*** Opening Input records ***

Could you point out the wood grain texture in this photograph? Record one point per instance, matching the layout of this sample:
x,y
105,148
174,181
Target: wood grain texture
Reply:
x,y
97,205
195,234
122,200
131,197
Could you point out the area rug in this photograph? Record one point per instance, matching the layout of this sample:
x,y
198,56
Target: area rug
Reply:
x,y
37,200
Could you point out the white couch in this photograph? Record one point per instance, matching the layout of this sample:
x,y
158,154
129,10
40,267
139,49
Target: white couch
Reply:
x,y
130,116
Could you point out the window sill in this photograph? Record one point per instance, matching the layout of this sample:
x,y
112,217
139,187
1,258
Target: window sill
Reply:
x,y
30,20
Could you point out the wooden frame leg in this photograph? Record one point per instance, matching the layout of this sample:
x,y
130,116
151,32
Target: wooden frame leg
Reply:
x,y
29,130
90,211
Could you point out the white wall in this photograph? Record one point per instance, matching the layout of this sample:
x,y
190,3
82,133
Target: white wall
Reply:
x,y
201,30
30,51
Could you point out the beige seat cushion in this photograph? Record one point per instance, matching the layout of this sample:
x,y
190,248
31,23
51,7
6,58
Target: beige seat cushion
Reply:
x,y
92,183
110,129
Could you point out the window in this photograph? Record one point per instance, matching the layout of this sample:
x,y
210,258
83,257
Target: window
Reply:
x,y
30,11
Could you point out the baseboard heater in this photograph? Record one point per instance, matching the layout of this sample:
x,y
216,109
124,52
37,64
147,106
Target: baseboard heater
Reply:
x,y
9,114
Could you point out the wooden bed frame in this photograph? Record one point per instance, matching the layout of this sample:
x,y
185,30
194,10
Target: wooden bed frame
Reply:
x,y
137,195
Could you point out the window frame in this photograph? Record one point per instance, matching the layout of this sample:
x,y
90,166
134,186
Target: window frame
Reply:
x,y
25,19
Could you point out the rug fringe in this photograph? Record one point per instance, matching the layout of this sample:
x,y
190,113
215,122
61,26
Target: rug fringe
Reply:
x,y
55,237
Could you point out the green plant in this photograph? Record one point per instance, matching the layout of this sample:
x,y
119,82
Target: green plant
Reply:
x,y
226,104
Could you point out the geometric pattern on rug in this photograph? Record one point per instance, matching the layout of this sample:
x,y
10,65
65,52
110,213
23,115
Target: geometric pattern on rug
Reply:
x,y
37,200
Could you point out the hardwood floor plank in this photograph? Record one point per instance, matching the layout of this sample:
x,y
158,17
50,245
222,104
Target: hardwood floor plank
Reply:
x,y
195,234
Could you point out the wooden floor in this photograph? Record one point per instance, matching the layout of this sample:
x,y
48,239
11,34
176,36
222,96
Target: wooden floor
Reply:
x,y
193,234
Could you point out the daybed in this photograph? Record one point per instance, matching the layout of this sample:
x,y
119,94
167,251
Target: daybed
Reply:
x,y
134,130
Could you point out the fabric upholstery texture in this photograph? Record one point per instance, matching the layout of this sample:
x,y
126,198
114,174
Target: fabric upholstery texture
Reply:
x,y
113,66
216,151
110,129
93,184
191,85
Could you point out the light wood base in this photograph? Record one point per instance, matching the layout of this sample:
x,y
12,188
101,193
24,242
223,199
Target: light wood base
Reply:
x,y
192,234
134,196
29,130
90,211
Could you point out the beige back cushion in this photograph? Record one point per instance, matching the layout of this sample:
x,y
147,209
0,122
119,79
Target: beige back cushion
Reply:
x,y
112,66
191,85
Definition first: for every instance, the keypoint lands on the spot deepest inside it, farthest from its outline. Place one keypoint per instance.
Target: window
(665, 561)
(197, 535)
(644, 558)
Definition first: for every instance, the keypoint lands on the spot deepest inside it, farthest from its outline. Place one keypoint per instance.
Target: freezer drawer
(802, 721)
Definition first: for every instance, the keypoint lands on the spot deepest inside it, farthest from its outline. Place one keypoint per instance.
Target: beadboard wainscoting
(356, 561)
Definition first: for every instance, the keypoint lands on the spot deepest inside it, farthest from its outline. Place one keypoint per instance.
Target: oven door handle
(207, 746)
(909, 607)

*** Closing Input records ***

■ **Task goal**:
In your answer, print every entry exactly as it appears.

■ **Expected output**:
Could you point out the wood grain texture in this photograph? Record one point per instance, matching the layout of this sample:
x,y
105,148
174,181
Target: wood grain texture
Reply:
x,y
97,205
195,234
122,200
131,197
Could you point out the area rug in this photograph? Record one point per instance, matching the layout of this sample:
x,y
198,56
Target: area rug
Reply:
x,y
37,200
Could you point out the white couch in this photograph? Record one point per instance, matching the layout of this sample:
x,y
158,154
129,10
40,267
139,49
Target: white couch
Reply:
x,y
130,116
Could you point out the window sill in this photograph? Record one point per instance, matching the layout of this sample:
x,y
112,217
139,187
1,258
Target: window sill
Reply:
x,y
30,20
Could you point out the wooden frame leg in this photograph? Record one point per instance, matching the layout of this sample:
x,y
130,116
151,32
Target: wooden frame leg
Reply:
x,y
29,130
90,211
Could you point out the white wall in this photograph? Record one point per instance, matching the layout of this sample:
x,y
190,3
82,133
Target: white wall
Reply:
x,y
201,30
30,51
Could you point out the beige seat cushion in this photograph? Record one point per instance, matching the layout of this sample:
x,y
190,248
31,23
51,7
6,58
Target: beige seat cushion
Reply:
x,y
92,183
110,129
Could you point out the window in this photograph? Record one point per instance, matching the layout of this sample:
x,y
210,258
83,257
Target: window
Reply:
x,y
30,11
Could you point out the baseboard heater in this photograph? Record one point per instance, matching the layout of this sample:
x,y
216,109
124,52
37,64
147,106
Target: baseboard heater
Reply:
x,y
9,114
Could you point out the wooden bed frame in this photograph? Record one point per instance, matching the layout of this sample:
x,y
185,30
194,10
Target: wooden bed frame
Reply:
x,y
137,195
Could you point out the window frame in this photograph? Record one point per instance, matching the layout of this sample:
x,y
90,166
134,186
Target: window frame
Reply:
x,y
25,19
Could you point out the rug fringe in this photograph? Record one point per instance, matching the layout of this sample:
x,y
190,113
215,122
61,26
Target: rug fringe
Reply:
x,y
55,237
Could you point out the green plant in this photograph? Record one point per instance, matching the layout of this sample:
x,y
119,82
Target: green plant
Reply:
x,y
226,104
Could you point out the geometric pattern on rug in this photograph? Record one point per instance, matching the layout of this sample:
x,y
10,65
65,52
110,213
23,115
Target: geometric pattern on rug
Reply:
x,y
37,200
Could you point out the hardwood floor plank in this photograph? Record one point per instance, matching the layout of this sample:
x,y
158,17
50,245
222,104
Target: hardwood floor plank
Reply:
x,y
195,234
Could you point out the wooden floor in this photograph? Record one point per instance, matching the layout of this sample:
x,y
48,239
11,34
176,36
222,96
Target: wooden floor
Reply:
x,y
193,234
Could you point out the daybed in this photograph? Record one point per instance, matching the layout of this sample:
x,y
119,94
167,251
Target: daybed
Reply:
x,y
134,130
Could you point out the fabric upholstery texture in this photograph? Record one point per instance, matching the layout of this sample:
x,y
126,198
114,174
Target: fabric upholstery texture
Reply:
x,y
113,66
216,151
110,129
93,184
191,85
Could you point out the light wood base in this photograph? Record one point per instance, matching the layout of this sample:
x,y
12,188
101,193
24,242
223,199
Target: light wood base
Reply:
x,y
192,234
134,196
29,130
90,211
Could you point out the beige back cushion in this photograph? Record one point per instance, matching the layout of this sample:
x,y
147,209
0,122
119,79
Target: beige back cushion
Reply:
x,y
112,66
191,85
Definition first: for every instance, the keypoint lands on the spot deepest inside it, farthest from its outline. Place one keypoint per instance.
Target: window
(665, 561)
(197, 535)
(644, 558)
Definition first: for every instance, the keypoint lands on the spot deepest inside it, farthest from its outline. Place one keypoint per instance.
Target: freezer drawer
(802, 721)
Definition first: for every instance, the keypoint lands on the spot deepest inside it, farthest from its outline. Place one keypoint per instance.
Target: beadboard wainscoting
(356, 561)
Definition first: for every instance, the keypoint lands on the spot deepest inside it, farthest from its outline. Place one keypoint per instance.
Target: oven door handle
(207, 746)
(909, 607)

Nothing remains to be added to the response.